Objective:
Pick out every line in the rows below that contains the word "instance", and copy each of those lines.

START

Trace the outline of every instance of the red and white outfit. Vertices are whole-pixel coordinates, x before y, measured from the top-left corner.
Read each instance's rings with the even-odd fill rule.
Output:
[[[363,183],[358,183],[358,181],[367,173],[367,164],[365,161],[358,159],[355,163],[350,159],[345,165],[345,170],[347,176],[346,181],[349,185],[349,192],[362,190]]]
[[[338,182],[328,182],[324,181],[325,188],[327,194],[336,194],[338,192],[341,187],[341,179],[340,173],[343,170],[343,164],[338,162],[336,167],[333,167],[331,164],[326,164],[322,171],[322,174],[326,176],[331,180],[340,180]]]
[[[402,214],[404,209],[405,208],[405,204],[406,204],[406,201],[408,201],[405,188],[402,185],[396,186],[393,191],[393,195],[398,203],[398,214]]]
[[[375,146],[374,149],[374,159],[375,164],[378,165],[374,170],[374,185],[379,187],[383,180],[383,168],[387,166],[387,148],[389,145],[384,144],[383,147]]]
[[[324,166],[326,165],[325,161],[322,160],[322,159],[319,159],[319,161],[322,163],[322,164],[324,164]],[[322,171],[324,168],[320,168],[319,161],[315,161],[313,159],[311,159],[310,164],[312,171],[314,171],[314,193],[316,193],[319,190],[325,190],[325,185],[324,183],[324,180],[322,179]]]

END
START

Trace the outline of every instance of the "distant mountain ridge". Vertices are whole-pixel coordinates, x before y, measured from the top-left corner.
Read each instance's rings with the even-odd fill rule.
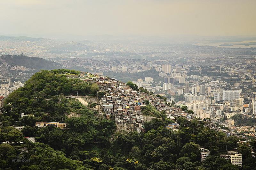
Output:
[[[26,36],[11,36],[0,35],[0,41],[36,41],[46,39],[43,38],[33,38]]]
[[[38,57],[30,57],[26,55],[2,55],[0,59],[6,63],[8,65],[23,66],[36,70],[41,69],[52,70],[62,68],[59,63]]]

END

Written response:
Trace the outline of every instance of the red and white outfit. Vertices are whole-pixel coordinates, x before y, measured from the top-left corner.
Read each instance's rings with the even-odd fill rule.
Trace the outline of every instance of the "distant mountain ridge". Vertices are whole-pixel coordinates, x before y, measured from the top-left corner.
Read each instance's rings with the even-odd fill rule.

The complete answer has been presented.